#### What this task involves:
All of these records need to be duplicated exactly.

Referring expression data
----------------------------------------
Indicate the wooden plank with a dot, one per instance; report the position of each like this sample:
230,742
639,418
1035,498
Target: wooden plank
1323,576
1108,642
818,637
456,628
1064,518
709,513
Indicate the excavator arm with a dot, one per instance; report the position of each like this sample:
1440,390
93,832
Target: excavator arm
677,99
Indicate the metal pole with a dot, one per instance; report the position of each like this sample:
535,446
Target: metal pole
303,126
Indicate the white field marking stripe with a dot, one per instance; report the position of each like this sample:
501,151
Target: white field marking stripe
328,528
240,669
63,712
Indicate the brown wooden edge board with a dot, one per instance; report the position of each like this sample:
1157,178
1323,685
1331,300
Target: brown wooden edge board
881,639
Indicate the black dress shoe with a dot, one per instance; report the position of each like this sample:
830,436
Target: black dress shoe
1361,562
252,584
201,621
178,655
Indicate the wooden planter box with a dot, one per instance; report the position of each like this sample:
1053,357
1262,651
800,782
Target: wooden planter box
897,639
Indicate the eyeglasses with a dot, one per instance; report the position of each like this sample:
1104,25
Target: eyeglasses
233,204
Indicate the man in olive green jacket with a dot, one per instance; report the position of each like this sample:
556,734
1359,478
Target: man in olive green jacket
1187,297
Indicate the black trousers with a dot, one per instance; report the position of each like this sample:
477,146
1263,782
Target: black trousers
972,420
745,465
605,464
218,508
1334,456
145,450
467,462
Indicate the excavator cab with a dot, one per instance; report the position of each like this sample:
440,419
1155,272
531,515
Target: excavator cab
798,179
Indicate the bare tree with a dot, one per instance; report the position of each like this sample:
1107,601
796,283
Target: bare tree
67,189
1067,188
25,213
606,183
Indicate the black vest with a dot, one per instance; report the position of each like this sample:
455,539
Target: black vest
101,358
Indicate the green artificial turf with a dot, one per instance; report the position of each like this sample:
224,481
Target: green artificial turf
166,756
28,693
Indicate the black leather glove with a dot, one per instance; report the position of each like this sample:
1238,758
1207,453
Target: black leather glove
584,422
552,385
----------------------------------------
#### Answer box:
Indicate the wooden plank with a dot, one per instance; report the position of each like this sample:
230,742
639,418
1035,498
Target: wooden plank
1323,576
1108,642
818,637
456,628
1064,518
709,513
Indicate the excavator arm with a dot, one per instance; report the position of each like this sample:
1440,390
93,832
Target: excavator arm
677,99
Indicate the metal pole with a dot, one per instance; report the position of each like this sample:
535,446
Target: metal pole
303,126
Indicate the white field marking stripe with a dot, one per instance; report the position of each like this sample:
501,151
Target: white field marking stripe
328,528
240,669
63,712
Indicate the brown wooden edge board with a dot, one per instance; report the position of each like this sample:
1157,178
1323,685
1331,300
Target: brown wooden edge board
881,639
Indicate the black dress shoe with a dot, one per instance; report the position of each like this sample:
830,436
Target: black dress shoe
1361,562
252,584
201,621
178,655
Indicate the wooden planter box with a dot, one per instance; report the position of each like this sample:
1053,357
1262,651
800,782
Target: wooden planter box
897,639
Indicate the eyeglasses with a dot, one per instance; report the position of each like this sample:
1104,25
Target: eyeglasses
233,204
Indicate the man in olive green jacket with a dot, one per instance; report the position of each like this sample:
556,734
1359,478
Target: man in olive green jacket
1187,297
Indicate the black trousers with a dot, one per instance; report the position of each like this sample:
477,146
1263,782
Target: black trousers
972,420
745,465
605,464
218,508
1334,456
145,450
467,462
Indicate the excavator cab with a dot, one per instance; report the position of each like this sample:
440,419
1155,272
531,515
Target: excavator cab
798,179
Indicate the bare tree with a dot, one per instance; report the position of each like this sample:
1107,601
796,283
Target: bare tree
67,189
1067,188
25,213
606,183
Indicate the black vest with a dot, one per instance; report the position of each like this sample:
455,539
Target: black vest
101,358
Indicate the green artificial turf with a dot, one per instance; report the position of each like this sample:
224,481
Target: green artificial turf
166,756
28,693
Indicate the black leather glove with a dot, one per instance; report the position of each like this sample:
1238,758
1207,453
Target: black leather glove
584,422
552,385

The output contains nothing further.